* [EXERCISE MATERIALS]:
==============================

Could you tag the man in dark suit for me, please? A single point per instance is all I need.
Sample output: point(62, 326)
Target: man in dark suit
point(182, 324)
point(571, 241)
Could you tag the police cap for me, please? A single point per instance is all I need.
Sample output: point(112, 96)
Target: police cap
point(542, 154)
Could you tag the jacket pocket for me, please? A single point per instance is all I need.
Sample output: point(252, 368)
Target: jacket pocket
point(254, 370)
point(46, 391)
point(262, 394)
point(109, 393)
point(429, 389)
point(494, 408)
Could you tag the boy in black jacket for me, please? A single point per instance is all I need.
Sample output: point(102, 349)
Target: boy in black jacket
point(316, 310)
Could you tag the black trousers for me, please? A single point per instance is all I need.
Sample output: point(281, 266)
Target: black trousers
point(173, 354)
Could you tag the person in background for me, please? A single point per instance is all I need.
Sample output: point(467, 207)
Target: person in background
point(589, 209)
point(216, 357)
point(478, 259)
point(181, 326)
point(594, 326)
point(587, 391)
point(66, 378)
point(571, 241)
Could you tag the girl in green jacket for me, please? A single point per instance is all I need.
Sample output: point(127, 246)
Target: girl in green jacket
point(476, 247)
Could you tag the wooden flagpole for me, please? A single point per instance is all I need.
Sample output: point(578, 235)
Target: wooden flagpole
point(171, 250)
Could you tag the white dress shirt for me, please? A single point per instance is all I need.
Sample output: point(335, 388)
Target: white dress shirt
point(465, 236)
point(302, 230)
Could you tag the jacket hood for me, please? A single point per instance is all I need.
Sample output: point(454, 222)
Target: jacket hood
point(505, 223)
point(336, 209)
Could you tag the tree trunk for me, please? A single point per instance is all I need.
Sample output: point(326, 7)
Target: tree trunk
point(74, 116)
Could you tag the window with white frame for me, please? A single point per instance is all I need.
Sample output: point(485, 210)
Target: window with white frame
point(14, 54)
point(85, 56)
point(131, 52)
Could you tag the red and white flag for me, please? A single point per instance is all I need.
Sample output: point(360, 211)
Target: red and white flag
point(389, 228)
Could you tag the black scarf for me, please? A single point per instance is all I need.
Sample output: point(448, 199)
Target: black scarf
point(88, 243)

==============================

* [WRITTEN EXERCISE]: Set out the items above as a JSON list of strings, one string per line with blank lines left out, from the first line of the items through the line containing "point(302, 230)".

* [COMPLETED TASK]:
[
  "Could you tag the man in dark suit for me, please? A single point per instance is all I need.",
  "Sample output: point(62, 326)",
  "Target: man in dark suit",
  "point(182, 324)",
  "point(571, 241)",
  "Could you tag the police cap for me, please? A single point per instance is all I need.",
  "Sample output: point(112, 96)",
  "Target: police cap",
  "point(542, 154)",
  "Could you tag the jacket pocket for me, please? A single point per instance is all I need.",
  "Sample output: point(252, 368)",
  "Target: jacket pocket",
  "point(254, 370)",
  "point(46, 391)",
  "point(262, 394)",
  "point(109, 393)",
  "point(429, 389)",
  "point(494, 408)",
  "Could you tag the boy in black jacket for me, please? A single point per instance is all I need.",
  "Sample output: point(102, 349)",
  "Target: boy in black jacket",
  "point(316, 310)",
  "Could you tag the black trousers for me, please? A single point per instance is all I need.",
  "Sample output: point(281, 266)",
  "Target: black trousers",
  "point(173, 354)",
  "Could you tag the person in background for me, please? A single point per instance is all I need.",
  "Sample output: point(467, 207)",
  "Target: person in background",
  "point(589, 209)",
  "point(216, 357)",
  "point(478, 259)",
  "point(181, 326)",
  "point(594, 326)",
  "point(587, 391)",
  "point(66, 378)",
  "point(571, 241)",
  "Could you tag the girl in green jacket for me, please? A single point per instance is all I need.",
  "Sample output: point(127, 246)",
  "Target: girl in green jacket",
  "point(476, 247)",
  "Could you tag the wooden flagpole for me, please? A single point per instance is all I need.",
  "Sample output: point(578, 235)",
  "Target: wooden flagpole",
  "point(171, 250)",
  "Could you tag the white dress shirt for me, please? A single point per instance is all I need.",
  "Sample output: point(335, 388)",
  "Target: white dress shirt",
  "point(465, 236)",
  "point(302, 230)"
]